Render every line of the entries below as a JSON list of strings, one string per line, with blank lines omitted. Leave the pictures out of the list.

++++ Data extract

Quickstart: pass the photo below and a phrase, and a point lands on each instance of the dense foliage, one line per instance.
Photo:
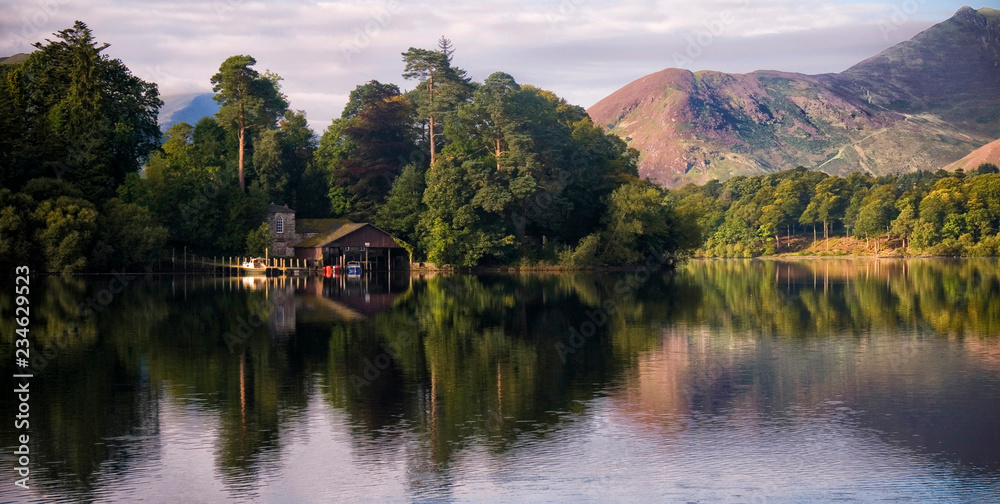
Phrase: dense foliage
(940, 213)
(76, 123)
(463, 173)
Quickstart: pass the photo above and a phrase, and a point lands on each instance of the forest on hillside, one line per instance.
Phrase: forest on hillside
(929, 213)
(463, 173)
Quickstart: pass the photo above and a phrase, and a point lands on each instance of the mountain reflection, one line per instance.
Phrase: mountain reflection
(450, 363)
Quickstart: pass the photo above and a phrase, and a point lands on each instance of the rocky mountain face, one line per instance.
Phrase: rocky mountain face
(920, 104)
(189, 108)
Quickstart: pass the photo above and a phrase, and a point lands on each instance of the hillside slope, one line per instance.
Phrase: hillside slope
(989, 153)
(918, 105)
(189, 108)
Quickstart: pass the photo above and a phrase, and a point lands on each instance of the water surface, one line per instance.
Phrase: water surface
(727, 381)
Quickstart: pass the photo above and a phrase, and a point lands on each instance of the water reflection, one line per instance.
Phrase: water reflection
(441, 382)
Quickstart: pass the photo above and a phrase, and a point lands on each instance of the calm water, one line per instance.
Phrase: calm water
(729, 381)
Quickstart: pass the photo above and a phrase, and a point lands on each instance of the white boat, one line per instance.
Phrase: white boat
(255, 266)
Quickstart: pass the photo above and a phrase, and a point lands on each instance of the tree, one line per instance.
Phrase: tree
(831, 203)
(877, 212)
(267, 164)
(246, 100)
(72, 112)
(987, 168)
(441, 87)
(401, 212)
(365, 149)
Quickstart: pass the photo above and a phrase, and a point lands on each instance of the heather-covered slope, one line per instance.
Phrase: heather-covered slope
(918, 105)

++++++++

• Solution to the problem:
[
  "Quickstart: pass the photo below and a phrase, and a point lands on each instance of the dense foliage, one line per instance.",
  "Photo:",
  "Phrase: dense foliage",
  "(940, 213)",
  "(76, 123)",
  "(463, 173)",
  "Quickstart: pass the photo above and a phrase, and a point lands on each instance of the forest on hillside, one line per instance.",
  "Phrase: forest on hillside",
  "(929, 213)",
  "(463, 173)",
  "Quickstart: pass the photo above and a phrase, and a point lands on each instance of the mountain reflection, one line per instance.",
  "Phrase: mountain reflection",
  "(450, 363)",
  "Quickstart: pass the photo above and a phrase, and a point lands on each instance of the rocky mountain face, one line per instance.",
  "Phrase: rocky mountain face",
  "(920, 104)",
  "(189, 108)",
  "Quickstart: pass the photo above and a phrase, and a point lands on each instance of the hillside slope, one line per instance.",
  "Phrase: hillside slope",
  "(989, 153)",
  "(918, 105)",
  "(189, 108)",
  "Quickstart: pass the photo above and a phrase, and a point lands on each instance of the water surface, one line per instance.",
  "Phrase: water surface",
  "(727, 381)",
  "Quickstart: pass the photo above and a phrase, and a point lands on each instance of the water reflection, one line per instance.",
  "Phrase: water reflection",
  "(441, 382)",
  "Quickstart: pass the photo above and a phrase, and a point lands on each instance of the calm water, one line per instance.",
  "Phrase: calm water",
  "(729, 381)",
  "Quickstart: pass the photo above and a phrase, and a point lands on each instance of the white boat, one line per instance.",
  "Phrase: white boat",
  "(255, 266)",
  "Quickstart: pass the photo above and a phrase, and a point lands on each instance of the tree, one line per instance.",
  "Phrase: tree",
  "(831, 203)",
  "(877, 212)",
  "(267, 164)",
  "(246, 100)",
  "(72, 112)",
  "(987, 168)",
  "(441, 87)",
  "(401, 212)",
  "(365, 149)",
  "Quickstart: pass the photo above and a phrase, and a point lands on each instance of the heather-covered slope, one line per instance.",
  "Phrase: heather-covered slope",
  "(918, 105)"
]